What is required
From the records below, set down exactly the lines starting with the line that contains "striped knit hat -> box" and going on through the line that contains "american flag -> box". Nothing else is wanted.

Records for this exercise

****************

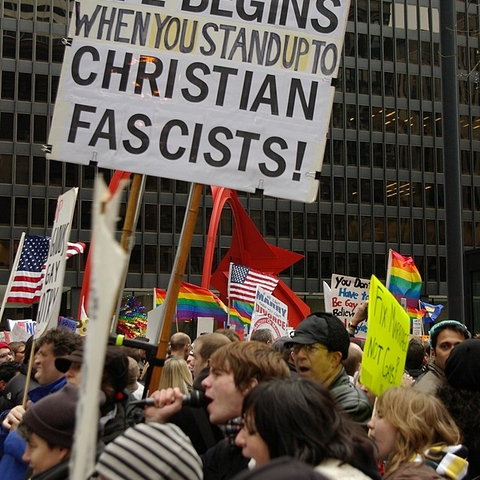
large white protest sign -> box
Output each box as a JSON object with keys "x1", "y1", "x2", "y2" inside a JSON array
[
  {"x1": 70, "y1": 176, "x2": 128, "y2": 480},
  {"x1": 35, "y1": 188, "x2": 78, "y2": 339},
  {"x1": 330, "y1": 273, "x2": 369, "y2": 338},
  {"x1": 250, "y1": 286, "x2": 288, "y2": 340},
  {"x1": 47, "y1": 0, "x2": 350, "y2": 203}
]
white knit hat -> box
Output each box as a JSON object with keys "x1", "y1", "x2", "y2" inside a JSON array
[{"x1": 95, "y1": 423, "x2": 203, "y2": 480}]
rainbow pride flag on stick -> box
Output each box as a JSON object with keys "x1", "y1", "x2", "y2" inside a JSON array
[
  {"x1": 154, "y1": 282, "x2": 241, "y2": 323},
  {"x1": 386, "y1": 250, "x2": 422, "y2": 308}
]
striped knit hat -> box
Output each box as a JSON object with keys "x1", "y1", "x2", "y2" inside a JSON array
[{"x1": 95, "y1": 423, "x2": 203, "y2": 480}]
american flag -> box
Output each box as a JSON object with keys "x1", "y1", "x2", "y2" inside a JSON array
[
  {"x1": 228, "y1": 264, "x2": 278, "y2": 303},
  {"x1": 6, "y1": 236, "x2": 85, "y2": 304}
]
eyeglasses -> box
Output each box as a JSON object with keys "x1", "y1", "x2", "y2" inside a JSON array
[{"x1": 292, "y1": 343, "x2": 328, "y2": 355}]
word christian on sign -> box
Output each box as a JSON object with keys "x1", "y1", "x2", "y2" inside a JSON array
[{"x1": 47, "y1": 0, "x2": 350, "y2": 203}]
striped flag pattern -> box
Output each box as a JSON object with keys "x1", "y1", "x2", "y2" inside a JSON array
[{"x1": 6, "y1": 236, "x2": 85, "y2": 304}]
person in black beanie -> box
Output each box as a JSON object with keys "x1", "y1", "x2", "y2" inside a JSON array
[
  {"x1": 18, "y1": 384, "x2": 78, "y2": 479},
  {"x1": 436, "y1": 339, "x2": 480, "y2": 479}
]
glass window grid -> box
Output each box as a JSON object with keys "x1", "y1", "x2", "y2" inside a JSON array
[{"x1": 0, "y1": 0, "x2": 478, "y2": 303}]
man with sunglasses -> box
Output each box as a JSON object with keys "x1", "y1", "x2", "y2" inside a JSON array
[{"x1": 288, "y1": 312, "x2": 372, "y2": 425}]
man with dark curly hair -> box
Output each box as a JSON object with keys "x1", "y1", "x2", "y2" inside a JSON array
[{"x1": 288, "y1": 312, "x2": 372, "y2": 425}]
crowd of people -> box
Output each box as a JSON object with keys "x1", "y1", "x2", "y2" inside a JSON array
[{"x1": 0, "y1": 309, "x2": 479, "y2": 480}]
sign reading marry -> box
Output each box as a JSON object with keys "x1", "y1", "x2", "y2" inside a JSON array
[
  {"x1": 46, "y1": 0, "x2": 350, "y2": 203},
  {"x1": 250, "y1": 287, "x2": 288, "y2": 340}
]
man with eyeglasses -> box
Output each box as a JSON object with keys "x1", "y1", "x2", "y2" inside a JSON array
[
  {"x1": 415, "y1": 319, "x2": 470, "y2": 395},
  {"x1": 0, "y1": 343, "x2": 13, "y2": 364},
  {"x1": 288, "y1": 312, "x2": 372, "y2": 425}
]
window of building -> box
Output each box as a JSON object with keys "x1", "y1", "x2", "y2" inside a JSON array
[
  {"x1": 34, "y1": 74, "x2": 48, "y2": 103},
  {"x1": 14, "y1": 197, "x2": 28, "y2": 226},
  {"x1": 320, "y1": 176, "x2": 331, "y2": 201},
  {"x1": 293, "y1": 251, "x2": 305, "y2": 277},
  {"x1": 347, "y1": 140, "x2": 357, "y2": 165},
  {"x1": 335, "y1": 253, "x2": 346, "y2": 274},
  {"x1": 189, "y1": 246, "x2": 202, "y2": 274},
  {"x1": 412, "y1": 146, "x2": 422, "y2": 171},
  {"x1": 361, "y1": 178, "x2": 371, "y2": 204},
  {"x1": 32, "y1": 156, "x2": 46, "y2": 185},
  {"x1": 160, "y1": 246, "x2": 173, "y2": 273},
  {"x1": 362, "y1": 216, "x2": 372, "y2": 242},
  {"x1": 400, "y1": 218, "x2": 411, "y2": 243},
  {"x1": 279, "y1": 211, "x2": 290, "y2": 237},
  {"x1": 362, "y1": 254, "x2": 373, "y2": 278},
  {"x1": 321, "y1": 214, "x2": 331, "y2": 240},
  {"x1": 31, "y1": 198, "x2": 45, "y2": 227},
  {"x1": 321, "y1": 253, "x2": 332, "y2": 279},
  {"x1": 16, "y1": 156, "x2": 29, "y2": 184},
  {"x1": 425, "y1": 183, "x2": 436, "y2": 208},
  {"x1": 144, "y1": 204, "x2": 158, "y2": 232},
  {"x1": 374, "y1": 217, "x2": 385, "y2": 242},
  {"x1": 33, "y1": 115, "x2": 47, "y2": 143},
  {"x1": 129, "y1": 245, "x2": 141, "y2": 273},
  {"x1": 463, "y1": 185, "x2": 472, "y2": 210},
  {"x1": 372, "y1": 71, "x2": 382, "y2": 96},
  {"x1": 306, "y1": 212, "x2": 318, "y2": 240},
  {"x1": 360, "y1": 142, "x2": 371, "y2": 167},
  {"x1": 359, "y1": 105, "x2": 370, "y2": 131},
  {"x1": 293, "y1": 212, "x2": 304, "y2": 239},
  {"x1": 0, "y1": 240, "x2": 11, "y2": 268},
  {"x1": 0, "y1": 197, "x2": 12, "y2": 225},
  {"x1": 347, "y1": 178, "x2": 358, "y2": 203},
  {"x1": 334, "y1": 215, "x2": 345, "y2": 241},
  {"x1": 307, "y1": 251, "x2": 319, "y2": 278},
  {"x1": 0, "y1": 112, "x2": 14, "y2": 141},
  {"x1": 387, "y1": 218, "x2": 397, "y2": 242},
  {"x1": 18, "y1": 72, "x2": 32, "y2": 101},
  {"x1": 334, "y1": 177, "x2": 345, "y2": 202},
  {"x1": 414, "y1": 218, "x2": 424, "y2": 243},
  {"x1": 348, "y1": 215, "x2": 359, "y2": 241},
  {"x1": 426, "y1": 219, "x2": 436, "y2": 245},
  {"x1": 2, "y1": 30, "x2": 16, "y2": 58}
]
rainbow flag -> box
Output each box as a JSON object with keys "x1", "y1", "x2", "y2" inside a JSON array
[
  {"x1": 155, "y1": 282, "x2": 240, "y2": 322},
  {"x1": 386, "y1": 250, "x2": 422, "y2": 304},
  {"x1": 231, "y1": 299, "x2": 254, "y2": 325}
]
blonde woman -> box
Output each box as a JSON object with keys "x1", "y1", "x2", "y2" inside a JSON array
[
  {"x1": 368, "y1": 387, "x2": 468, "y2": 479},
  {"x1": 157, "y1": 356, "x2": 193, "y2": 394}
]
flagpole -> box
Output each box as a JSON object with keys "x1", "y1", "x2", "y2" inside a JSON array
[
  {"x1": 149, "y1": 182, "x2": 204, "y2": 392},
  {"x1": 385, "y1": 249, "x2": 392, "y2": 289},
  {"x1": 227, "y1": 262, "x2": 233, "y2": 327},
  {"x1": 110, "y1": 173, "x2": 146, "y2": 333},
  {"x1": 0, "y1": 232, "x2": 26, "y2": 323}
]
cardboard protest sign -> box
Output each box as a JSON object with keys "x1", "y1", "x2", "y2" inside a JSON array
[
  {"x1": 8, "y1": 320, "x2": 36, "y2": 341},
  {"x1": 35, "y1": 188, "x2": 78, "y2": 339},
  {"x1": 360, "y1": 275, "x2": 410, "y2": 397},
  {"x1": 46, "y1": 0, "x2": 350, "y2": 203},
  {"x1": 250, "y1": 286, "x2": 288, "y2": 340},
  {"x1": 70, "y1": 176, "x2": 129, "y2": 480},
  {"x1": 330, "y1": 274, "x2": 369, "y2": 337}
]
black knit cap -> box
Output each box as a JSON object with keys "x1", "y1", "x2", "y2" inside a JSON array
[
  {"x1": 22, "y1": 384, "x2": 78, "y2": 449},
  {"x1": 445, "y1": 339, "x2": 480, "y2": 392},
  {"x1": 288, "y1": 312, "x2": 350, "y2": 360},
  {"x1": 103, "y1": 345, "x2": 129, "y2": 394}
]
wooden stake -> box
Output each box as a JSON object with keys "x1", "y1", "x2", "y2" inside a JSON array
[
  {"x1": 149, "y1": 182, "x2": 203, "y2": 392},
  {"x1": 111, "y1": 174, "x2": 146, "y2": 333}
]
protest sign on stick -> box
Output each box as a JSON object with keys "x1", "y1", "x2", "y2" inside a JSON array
[
  {"x1": 250, "y1": 287, "x2": 289, "y2": 341},
  {"x1": 70, "y1": 176, "x2": 128, "y2": 480},
  {"x1": 360, "y1": 275, "x2": 410, "y2": 397},
  {"x1": 46, "y1": 0, "x2": 350, "y2": 203},
  {"x1": 330, "y1": 273, "x2": 369, "y2": 338},
  {"x1": 34, "y1": 188, "x2": 78, "y2": 339}
]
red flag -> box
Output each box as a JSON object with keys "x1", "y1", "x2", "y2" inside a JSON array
[{"x1": 7, "y1": 237, "x2": 85, "y2": 304}]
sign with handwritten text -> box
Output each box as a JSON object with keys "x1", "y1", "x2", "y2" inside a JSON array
[
  {"x1": 330, "y1": 274, "x2": 369, "y2": 335},
  {"x1": 360, "y1": 275, "x2": 410, "y2": 396}
]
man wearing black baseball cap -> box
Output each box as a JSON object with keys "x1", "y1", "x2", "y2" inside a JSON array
[{"x1": 288, "y1": 312, "x2": 372, "y2": 424}]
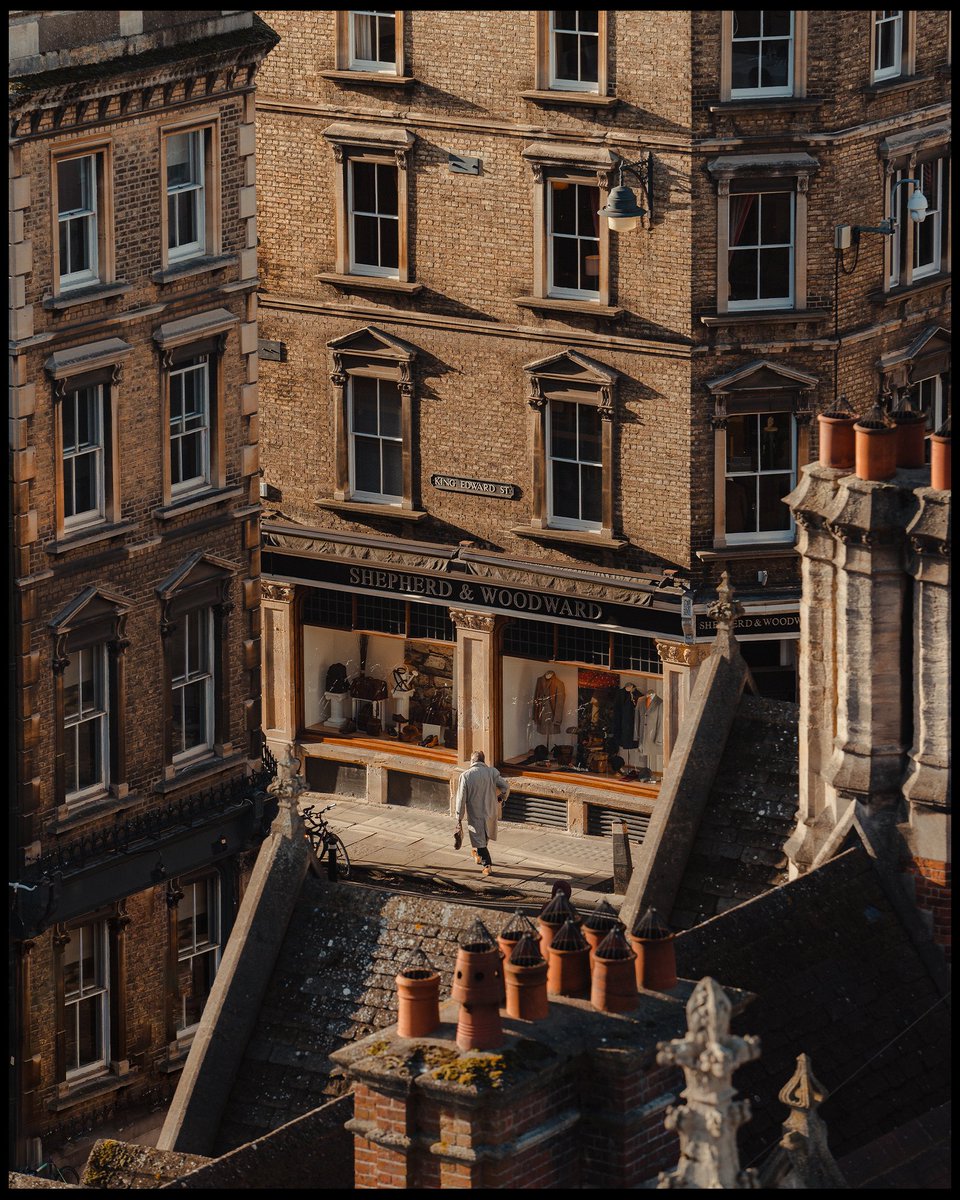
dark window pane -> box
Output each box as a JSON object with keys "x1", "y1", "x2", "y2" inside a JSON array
[
  {"x1": 378, "y1": 386, "x2": 402, "y2": 437},
  {"x1": 733, "y1": 10, "x2": 762, "y2": 38},
  {"x1": 354, "y1": 436, "x2": 381, "y2": 492},
  {"x1": 552, "y1": 237, "x2": 579, "y2": 290},
  {"x1": 68, "y1": 218, "x2": 89, "y2": 272},
  {"x1": 352, "y1": 378, "x2": 379, "y2": 433},
  {"x1": 578, "y1": 404, "x2": 602, "y2": 462},
  {"x1": 75, "y1": 996, "x2": 102, "y2": 1068},
  {"x1": 732, "y1": 43, "x2": 760, "y2": 89},
  {"x1": 179, "y1": 432, "x2": 202, "y2": 482},
  {"x1": 58, "y1": 158, "x2": 85, "y2": 213},
  {"x1": 381, "y1": 440, "x2": 403, "y2": 496},
  {"x1": 181, "y1": 679, "x2": 206, "y2": 749},
  {"x1": 552, "y1": 459, "x2": 580, "y2": 518},
  {"x1": 352, "y1": 161, "x2": 376, "y2": 209},
  {"x1": 552, "y1": 182, "x2": 577, "y2": 233},
  {"x1": 580, "y1": 35, "x2": 598, "y2": 82},
  {"x1": 550, "y1": 401, "x2": 579, "y2": 459},
  {"x1": 726, "y1": 475, "x2": 757, "y2": 534},
  {"x1": 758, "y1": 247, "x2": 791, "y2": 298},
  {"x1": 377, "y1": 16, "x2": 396, "y2": 63},
  {"x1": 730, "y1": 193, "x2": 758, "y2": 246},
  {"x1": 503, "y1": 618, "x2": 555, "y2": 658},
  {"x1": 577, "y1": 184, "x2": 600, "y2": 235},
  {"x1": 555, "y1": 11, "x2": 580, "y2": 30},
  {"x1": 355, "y1": 594, "x2": 405, "y2": 633},
  {"x1": 557, "y1": 625, "x2": 608, "y2": 665},
  {"x1": 353, "y1": 214, "x2": 379, "y2": 266},
  {"x1": 580, "y1": 463, "x2": 602, "y2": 523},
  {"x1": 759, "y1": 413, "x2": 792, "y2": 470},
  {"x1": 73, "y1": 453, "x2": 96, "y2": 514},
  {"x1": 760, "y1": 41, "x2": 789, "y2": 88},
  {"x1": 579, "y1": 239, "x2": 600, "y2": 287},
  {"x1": 175, "y1": 192, "x2": 198, "y2": 245},
  {"x1": 377, "y1": 164, "x2": 398, "y2": 215},
  {"x1": 554, "y1": 30, "x2": 580, "y2": 78},
  {"x1": 758, "y1": 472, "x2": 793, "y2": 531},
  {"x1": 303, "y1": 587, "x2": 353, "y2": 629},
  {"x1": 577, "y1": 10, "x2": 599, "y2": 33},
  {"x1": 760, "y1": 192, "x2": 791, "y2": 243},
  {"x1": 76, "y1": 717, "x2": 101, "y2": 790},
  {"x1": 63, "y1": 397, "x2": 78, "y2": 451},
  {"x1": 379, "y1": 216, "x2": 399, "y2": 268},
  {"x1": 763, "y1": 10, "x2": 791, "y2": 37},
  {"x1": 727, "y1": 414, "x2": 759, "y2": 473},
  {"x1": 728, "y1": 247, "x2": 758, "y2": 302},
  {"x1": 59, "y1": 224, "x2": 70, "y2": 272}
]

****************

Task result
striped knit hat -> box
Output each box as a JSON object with keys "x1", "y1", "x2", "y2" inside a JSON array
[{"x1": 95, "y1": 423, "x2": 203, "y2": 480}]
american flag -> box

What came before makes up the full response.